EXERCISE: All of the material below is to be restated word for word, apart from the pictures.

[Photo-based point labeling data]
● ● ●
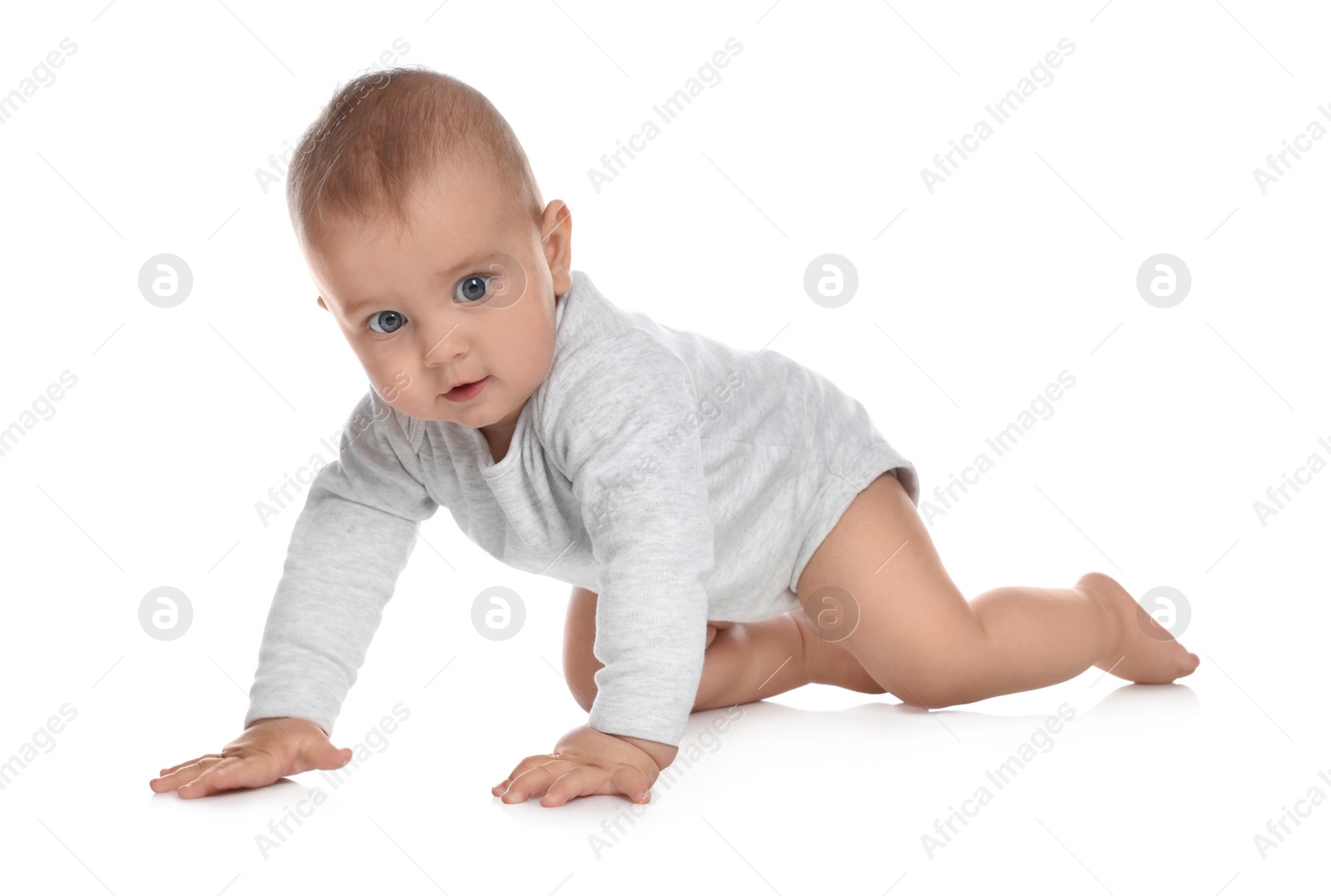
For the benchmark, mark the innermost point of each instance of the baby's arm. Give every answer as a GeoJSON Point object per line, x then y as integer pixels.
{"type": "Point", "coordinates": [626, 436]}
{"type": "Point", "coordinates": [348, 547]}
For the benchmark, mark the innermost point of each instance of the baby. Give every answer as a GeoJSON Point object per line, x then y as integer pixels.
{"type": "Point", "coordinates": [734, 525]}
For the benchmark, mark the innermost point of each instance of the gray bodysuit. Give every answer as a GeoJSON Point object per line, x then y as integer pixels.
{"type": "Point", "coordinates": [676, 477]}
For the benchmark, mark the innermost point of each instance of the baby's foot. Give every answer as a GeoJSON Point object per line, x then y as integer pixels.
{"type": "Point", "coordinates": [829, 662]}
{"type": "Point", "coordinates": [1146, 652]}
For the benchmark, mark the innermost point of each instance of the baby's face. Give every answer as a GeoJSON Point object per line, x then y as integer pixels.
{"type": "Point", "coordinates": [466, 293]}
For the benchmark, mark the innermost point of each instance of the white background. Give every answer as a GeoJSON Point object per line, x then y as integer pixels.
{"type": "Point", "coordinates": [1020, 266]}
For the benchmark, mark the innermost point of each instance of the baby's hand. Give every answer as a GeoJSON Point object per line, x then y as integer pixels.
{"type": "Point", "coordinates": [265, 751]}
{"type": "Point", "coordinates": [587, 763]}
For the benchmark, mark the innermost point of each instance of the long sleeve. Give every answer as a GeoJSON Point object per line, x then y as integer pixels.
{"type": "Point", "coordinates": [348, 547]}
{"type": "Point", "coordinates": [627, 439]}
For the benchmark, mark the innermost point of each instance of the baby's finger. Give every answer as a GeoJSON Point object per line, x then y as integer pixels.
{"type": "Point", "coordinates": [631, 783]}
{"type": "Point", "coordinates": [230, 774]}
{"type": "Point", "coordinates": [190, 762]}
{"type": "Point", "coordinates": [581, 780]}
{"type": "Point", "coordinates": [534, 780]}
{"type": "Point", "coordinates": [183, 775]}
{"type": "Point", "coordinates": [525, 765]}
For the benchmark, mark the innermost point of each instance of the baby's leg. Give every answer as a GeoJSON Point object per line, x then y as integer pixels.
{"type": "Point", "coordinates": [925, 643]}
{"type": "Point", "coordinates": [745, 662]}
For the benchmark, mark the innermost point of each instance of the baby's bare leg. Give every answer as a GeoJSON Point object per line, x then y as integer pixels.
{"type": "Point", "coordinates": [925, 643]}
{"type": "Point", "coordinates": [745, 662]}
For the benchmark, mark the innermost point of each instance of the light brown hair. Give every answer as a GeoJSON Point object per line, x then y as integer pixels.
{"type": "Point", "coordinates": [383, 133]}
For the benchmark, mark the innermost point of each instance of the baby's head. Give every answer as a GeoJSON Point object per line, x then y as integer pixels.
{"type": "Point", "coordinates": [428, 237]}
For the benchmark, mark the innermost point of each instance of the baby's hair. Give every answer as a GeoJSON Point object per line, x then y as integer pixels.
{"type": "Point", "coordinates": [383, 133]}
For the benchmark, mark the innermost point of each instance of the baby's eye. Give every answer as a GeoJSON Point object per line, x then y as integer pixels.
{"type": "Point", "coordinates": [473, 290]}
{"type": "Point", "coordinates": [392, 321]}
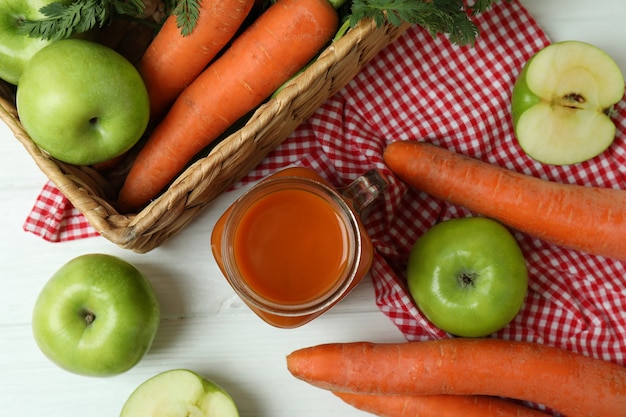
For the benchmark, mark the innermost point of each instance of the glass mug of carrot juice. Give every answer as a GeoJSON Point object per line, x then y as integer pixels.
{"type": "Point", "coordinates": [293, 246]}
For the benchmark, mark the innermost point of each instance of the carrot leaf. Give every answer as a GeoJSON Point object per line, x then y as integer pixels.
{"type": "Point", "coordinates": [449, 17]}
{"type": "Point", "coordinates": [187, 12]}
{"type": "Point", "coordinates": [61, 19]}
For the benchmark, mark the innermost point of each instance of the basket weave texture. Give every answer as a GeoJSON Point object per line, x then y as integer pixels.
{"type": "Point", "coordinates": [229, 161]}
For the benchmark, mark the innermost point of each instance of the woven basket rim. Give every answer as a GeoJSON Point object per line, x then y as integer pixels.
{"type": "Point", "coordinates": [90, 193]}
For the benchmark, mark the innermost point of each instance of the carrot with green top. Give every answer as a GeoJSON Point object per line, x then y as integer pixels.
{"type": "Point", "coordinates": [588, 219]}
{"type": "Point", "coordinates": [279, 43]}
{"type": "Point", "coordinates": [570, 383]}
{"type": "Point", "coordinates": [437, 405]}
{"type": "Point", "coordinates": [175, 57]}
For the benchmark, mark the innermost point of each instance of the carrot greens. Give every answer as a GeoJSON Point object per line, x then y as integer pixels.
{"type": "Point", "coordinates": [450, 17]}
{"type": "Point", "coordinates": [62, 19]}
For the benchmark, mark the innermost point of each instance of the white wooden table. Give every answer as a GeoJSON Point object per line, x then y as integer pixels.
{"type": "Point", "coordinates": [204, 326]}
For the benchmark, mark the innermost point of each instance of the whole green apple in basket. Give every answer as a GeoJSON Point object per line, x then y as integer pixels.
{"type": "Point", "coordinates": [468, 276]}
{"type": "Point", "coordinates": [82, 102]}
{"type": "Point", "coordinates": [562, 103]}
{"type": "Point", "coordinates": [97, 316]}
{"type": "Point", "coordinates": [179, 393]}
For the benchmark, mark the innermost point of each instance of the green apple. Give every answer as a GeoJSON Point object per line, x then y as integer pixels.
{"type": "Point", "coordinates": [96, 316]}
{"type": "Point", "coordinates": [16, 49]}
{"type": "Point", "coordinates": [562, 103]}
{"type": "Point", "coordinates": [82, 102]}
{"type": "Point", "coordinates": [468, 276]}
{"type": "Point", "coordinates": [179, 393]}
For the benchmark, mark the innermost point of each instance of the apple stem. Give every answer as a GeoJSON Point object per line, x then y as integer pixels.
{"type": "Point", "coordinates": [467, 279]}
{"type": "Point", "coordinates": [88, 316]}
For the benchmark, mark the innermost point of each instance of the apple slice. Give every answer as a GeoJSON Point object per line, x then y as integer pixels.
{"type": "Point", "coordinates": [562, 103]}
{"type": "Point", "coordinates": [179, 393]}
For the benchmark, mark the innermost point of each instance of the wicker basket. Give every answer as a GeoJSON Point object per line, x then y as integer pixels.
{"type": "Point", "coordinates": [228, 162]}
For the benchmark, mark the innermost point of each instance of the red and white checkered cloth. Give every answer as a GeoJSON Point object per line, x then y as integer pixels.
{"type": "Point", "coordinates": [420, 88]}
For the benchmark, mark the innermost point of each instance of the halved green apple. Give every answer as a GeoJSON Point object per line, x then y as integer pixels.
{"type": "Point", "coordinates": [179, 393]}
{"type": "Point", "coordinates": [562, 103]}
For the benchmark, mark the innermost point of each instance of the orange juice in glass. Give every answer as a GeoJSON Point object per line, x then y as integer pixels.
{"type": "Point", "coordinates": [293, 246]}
● ● ●
SOLUTION FOR THIS PROBLEM:
For the benchmark, mark the innermost point of each instance of the baby's arm. Give every answer as a GeoJSON Point object per line, x then y as integer pixels.
{"type": "Point", "coordinates": [626, 436]}
{"type": "Point", "coordinates": [348, 547]}
For the benchmark, mark the innermost point of each instance of the baby. Give every answer as a GeoJSON Point object per line, x then y as integer pixels.
{"type": "Point", "coordinates": [734, 525]}
For the benchmark, mark the innermost point of each instance of the gray bodysuit. Give every answer as a GeoJSON Point object per line, x then y as integer pixels.
{"type": "Point", "coordinates": [676, 477]}
For the benchmark, mark the innermost point of each instance of the baby's foot. Give every answer as a GeoJSON Point object per line, x then y as integer pixels.
{"type": "Point", "coordinates": [829, 662]}
{"type": "Point", "coordinates": [1146, 652]}
For the benchmark, mark the innermost point of each instance of the baby's face. Give every answer as a GeoJSON Point object per line, x then y as integer pixels.
{"type": "Point", "coordinates": [466, 293]}
For the benchmark, mark the innermost point of each instance of the white background. Give every answer as a GeoJSON Point object per line, x then y as integer pixels.
{"type": "Point", "coordinates": [1020, 266]}
For the benchmark, mark the innermost point of each instance of the baby's hand. Give every answer as a GeoJSON Point object per line, x then y as integer pixels.
{"type": "Point", "coordinates": [265, 751]}
{"type": "Point", "coordinates": [587, 763]}
For the benchmark, mark the innermost point of each instance of the long sleeve. Give every answer as a GeoJSON Point object per line, x then y as integer pixels.
{"type": "Point", "coordinates": [348, 547]}
{"type": "Point", "coordinates": [627, 439]}
For the benchmark, mark the innermost point of each instance of the baby's finger. Give every answer as a GeoJSON Point object per line, x then y as integer pixels.
{"type": "Point", "coordinates": [631, 783]}
{"type": "Point", "coordinates": [230, 774]}
{"type": "Point", "coordinates": [190, 762]}
{"type": "Point", "coordinates": [581, 780]}
{"type": "Point", "coordinates": [534, 780]}
{"type": "Point", "coordinates": [183, 775]}
{"type": "Point", "coordinates": [525, 765]}
For the benchmark, mark the innermost point of each instance of the baby's leg. Give every answer as a GeoJSON Point object per line, x then y as integer pixels.
{"type": "Point", "coordinates": [925, 643]}
{"type": "Point", "coordinates": [745, 662]}
For the benchmark, mark the innermost point of each instance of the baby's bare leg. Give every answer as a GeoJSON Point object per line, x then y as integer pixels.
{"type": "Point", "coordinates": [925, 643]}
{"type": "Point", "coordinates": [745, 662]}
For the benchmark, mark the innermost point of each instance of the light brown hair. Give every answer as a GeoJSON Point object per line, x then y as integer pixels.
{"type": "Point", "coordinates": [383, 133]}
For the benchmark, mark the innermost point of each instance of the baby's head. Give every answer as a GeoJSON Point object per line, x then y as integer pixels.
{"type": "Point", "coordinates": [428, 237]}
For the benchmark, mark the innermost point of each instance of the baby's hair. Give every answer as a GeoJSON Point object per line, x then y as integer pixels.
{"type": "Point", "coordinates": [383, 133]}
For the benchmark, mark the innermost point of each instance of the baby's eye. Give every answer as a GeoJSON Point object per line, x then y as integer pixels.
{"type": "Point", "coordinates": [473, 290]}
{"type": "Point", "coordinates": [392, 321]}
For the benchmark, mark the innermost point of each instance of the glass mug of carrot juice. Give every answer as a GeoJSON Point object per line, x then y as integer pixels.
{"type": "Point", "coordinates": [293, 246]}
For the benchmark, mark the innermost point of each instance of the carrot leaf. Give every answer as a GeoJSON Point object per line, x then y as integer pixels.
{"type": "Point", "coordinates": [449, 17]}
{"type": "Point", "coordinates": [187, 12]}
{"type": "Point", "coordinates": [61, 19]}
For the benchmark, mark the innermost point of each instance of the basket weave texture. Give every answer as a GeoJSON Point object per line, x then y as integer pixels.
{"type": "Point", "coordinates": [229, 161]}
For the benchmark, mark the innermost point of each instance of the woven basket rim. Give every answer as a GeoJSON Point object per line, x then y as integer pixels.
{"type": "Point", "coordinates": [90, 193]}
For the benchmark, mark the innermost point of each instance of the carrot with green top. Give every answer as a GeoJSON Point object per line, x then y as integer pixels.
{"type": "Point", "coordinates": [588, 219]}
{"type": "Point", "coordinates": [279, 43]}
{"type": "Point", "coordinates": [570, 383]}
{"type": "Point", "coordinates": [437, 405]}
{"type": "Point", "coordinates": [175, 57]}
For the benchmark, mark the innermost point of each instance of the carrot greens. Give every answer as a GeoJSON Point object per line, x then y as integer pixels.
{"type": "Point", "coordinates": [450, 17]}
{"type": "Point", "coordinates": [62, 19]}
For the benchmark, mark the innermost point of each instance of the white wooden table. Give every answer as a GeoJSON Point object per line, x then y as integer pixels.
{"type": "Point", "coordinates": [204, 326]}
For the benchmark, mark the innermost point of each instance of the whole green apple in basket. Give every answer as a GeoJSON Point object per line, x then y as integer pixels.
{"type": "Point", "coordinates": [468, 276]}
{"type": "Point", "coordinates": [82, 102]}
{"type": "Point", "coordinates": [562, 103]}
{"type": "Point", "coordinates": [97, 316]}
{"type": "Point", "coordinates": [179, 393]}
For the benchmark, mark the innermost point of each instance of the green apple. Give every answer as a GeoJSON Point object per line, x then y as integer pixels.
{"type": "Point", "coordinates": [96, 316]}
{"type": "Point", "coordinates": [16, 49]}
{"type": "Point", "coordinates": [562, 103]}
{"type": "Point", "coordinates": [82, 102]}
{"type": "Point", "coordinates": [468, 276]}
{"type": "Point", "coordinates": [179, 393]}
For the benchmark, mark the innermost point of each instance of the apple stem. Give every answer as a GeoJSON Point object per line, x then y as integer pixels.
{"type": "Point", "coordinates": [467, 279]}
{"type": "Point", "coordinates": [88, 316]}
For the benchmark, mark the innermost point of each instance of the apple slice. Give every answer as a GeoJSON Point object per line, x then y as integer pixels.
{"type": "Point", "coordinates": [562, 103]}
{"type": "Point", "coordinates": [179, 393]}
For the benchmark, mark the innermost point of each instance of the wicker basket. Give every answer as a GeoJSON Point object per line, x then y as integer pixels.
{"type": "Point", "coordinates": [228, 162]}
For the benchmark, mark the innermost point of each instance of the red and white checkered cloth. Give every answer as a GeoJSON Point object per line, x then y as integer pixels.
{"type": "Point", "coordinates": [420, 88]}
For the benchmark, mark the innermost point of each instance of the halved green apple. Give every answer as a GeoJSON Point object per line, x then y as integer pixels.
{"type": "Point", "coordinates": [179, 393]}
{"type": "Point", "coordinates": [562, 103]}
For the benchmark, mark the innermost point of each instance of the orange juice in glass. Give every answer as a GeoJSON Point object per line, x then y as integer pixels.
{"type": "Point", "coordinates": [293, 246]}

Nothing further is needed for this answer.